• _DOCUMENT_:
+ + + + +

# Warnings



## TripleSeven (Aug 28, 2004)

Just curious... do written warnings in MA get recorded with the RMV or effect insurance? I've got warnings before and when i get my record from the RMV they never show up. So does this mean theres no way for an agency your applying for to find out if or how many warnings you've received?


----------



## dcs2244 (Jan 29, 2004)

Warnings are tallied by the RMV...three warnings in a given time period results in suspension of license for a given time period.

Warnings also count in collisions. The person issued a warning is 'at fault', just like a regular citation: the difference is you can't contest a warning in court (you can administratively through the RMV...but good luck!).


----------



## Jeep (Aug 19, 2004)

The license suspension is supposed to occur after 3 warnings are given in a calendar year. I've yet to see this actually happen.


----------



## dcs2244 (Jan 29, 2004)

yeah, me either.


----------



## TripleSeven (Aug 28, 2004)

But when an employer does a MV history check, do warnings show up?


----------



## Mikey682 (May 2, 2002)

It does happen, I know of one case. But only one case, and that was from too many speeding citations.


----------



## VTCOP (May 2, 2002)

As far as up here, they don't show. They just get logged in the agencies own database (CAD). They don't affect your license or insurance, as they are just a "warning".


----------



## Clouseau (Mar 9, 2004)

The law was amended by Chapter 67 of the Acts of 2001. It eliminated the 7 day suspension that used to result from 3 warnings in one year.

They don't show up on a record check.

I think they are a waste of time. If I have to get out of the car...your usually going to "pay". 

Most people don't learn anything from them and they are quickly forgotten.

On the other end of the issue, I wouldn't lie about them during a background check. There are other ways of finding out.


----------



## dcs2244 (Jan 29, 2004)

They are great for accidents where a driver is yelling at and threatening you: Issue the warning: he'll be bragging to all his buddies about how he intimidated you...until he gets the surcharge on his insurance :shock:  ! Sorry, buddy, no appeals! :twisted:


----------



## frapmpd24 (Sep 3, 2004)

dcs2244 @ Tue Oct 05 said:


> They are great for accidents where a driver is yelling at and threatening you: Issue the warning: he'll be bragging to all his buddies about how he intimidated you...until he gets the surcharge on his insurance :shock:  ! Sorry, buddy, no appeals! :twisted:


An excellent option for drivers that try to tell you how to conduct your accident investigation and who should/should not be cited. Here is your warning sir/ma'am... :wink:


----------



## TripleSeven (Aug 28, 2004)

dcs2244 @ Tue Oct 05 said:


> They are great for accidents where a driver is yelling at and threatening you: Issue the warning: he'll be bragging to all his buddies about how he intimidated you...until he gets the surcharge on his insurance :shock:  ! Sorry, buddy, no appeals! :twisted:


So they do affect insurance? I was under the impression that they are not recorded by the RMV? :?:


----------



## scungie (Jun 20, 2002)

The crash effects your insurance, not the warning you get, but warning makes the insurance companies lean towards you being at fault...


----------



## Curious EMT (Apr 1, 2004)

scungie @ Tue October 05 said:


> The crash effects your insurance, not the warning you get, but warning makes the insurance companies lean towards you being at fault...


which CAN in fact be appealed.

+ + + + +

• _GIVEN DATA_:
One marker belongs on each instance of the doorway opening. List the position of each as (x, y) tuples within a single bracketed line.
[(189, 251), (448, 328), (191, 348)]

+ + + + +

• _THINGS TO DO_:
1. Can you answer these from the forum thread on traffic warnings?
(a) According to Clouseau, what amendment eliminated the 7 day suspension for 3 warnings in one year?
(b) Where does VTCOP say warnings get logged?
(c) According to scungie, what affects your insurance after a crash?
2. Would you pick up the forum thread on Massachusetts traffic warnings after its final post and keep it going?

• _RESPONSES BY TASK_:
1.
(a) Chapter 67 of the Acts of 2001.
(b) In the agency's own database (CAD).
(c) The crash itself, not the warning, though the warning makes insurance companies lean toward you being at fault.

2.
In my opinion *you know what they say about those * the insurance comanys need to re-evaluate their procedures.
They have MANY bottom line surcharges i.e. "One vehicle accident = surcharge, bottom line"
Last year I was involved in a one vehicle accident because i hit a VERY large pothole and lost control. Local PD came out and filled out a "Road Defect Reort", not an accident report, but since i was the only vehicle involved, insurance said "oh well"... So its stuck somewhere in the appeal process right now..... but untill then, I pay higher insurance and my employer is saying "wtf is this accident about".....


----------



## MVS (Jul 2, 2003)

EMcNeice @ Mon Oct 04 said:


> Just curious... do written warnings in MA get recorded with the RMV or effect insurance? I've got warnings before and when i get my record from the RMV they never show up. So does this mean theres no way for an agency your applying for to find out if or how many warnings you've received?


Yes, an agency will see the warnings. They are entered into LEAPS and will show on your Driver History (KQ)...


----------



## dcs2244 (Jan 29, 2004)

When investigating a two (or more) vehicle accident, I have been known to cite all involved for their 'contribution' to the collision: let the insurance weasels sort it out!

Also, just because a citizen gets 'rear ended' (sorry...in a car), doesn't mean they are not at fault. If a citizen is merging onto the highway he shall match velocities with traffic and 'merge'. Stopping on the ramp causes 'chain reaction' collisions...and guess who gets the V??? The lead 'driver' who stopped on the ramp (insurance companies hate that one...). :twisted:

t: slightly off topic, but a word to the wise...imagine if you gigged all the participants in a collision with 'warnings' :wink: ?


----------



## Clouseau (Mar 9, 2004)

RPD931 @ Wed October 06 said:


> EMcNeice @ Mon Oct 04 said:
> 
> 
> > Just curious... do written warnings in MA get recorded with the RMV or effect insurance? I've got warnings before and when i get my record from the RMV they never show up. So does this mean theres no way for an agency your applying for to find out if or how many warnings you've received?
> ...


When did this start?


----------



## copcar65 (Aug 16, 2004)

Warnings do not show up on driving records. The state removed the suspension for 3 warnings because when everyone started looking for data on racial profiling they learned the warnings have never been enetered by RMV. The only place they will show up is by in the records of the dept that issued them. We have provided that info to depts doing backgrounds so the best advise is always tell the truth if asked. Its a lot easier to explain a warning than why you lied about it.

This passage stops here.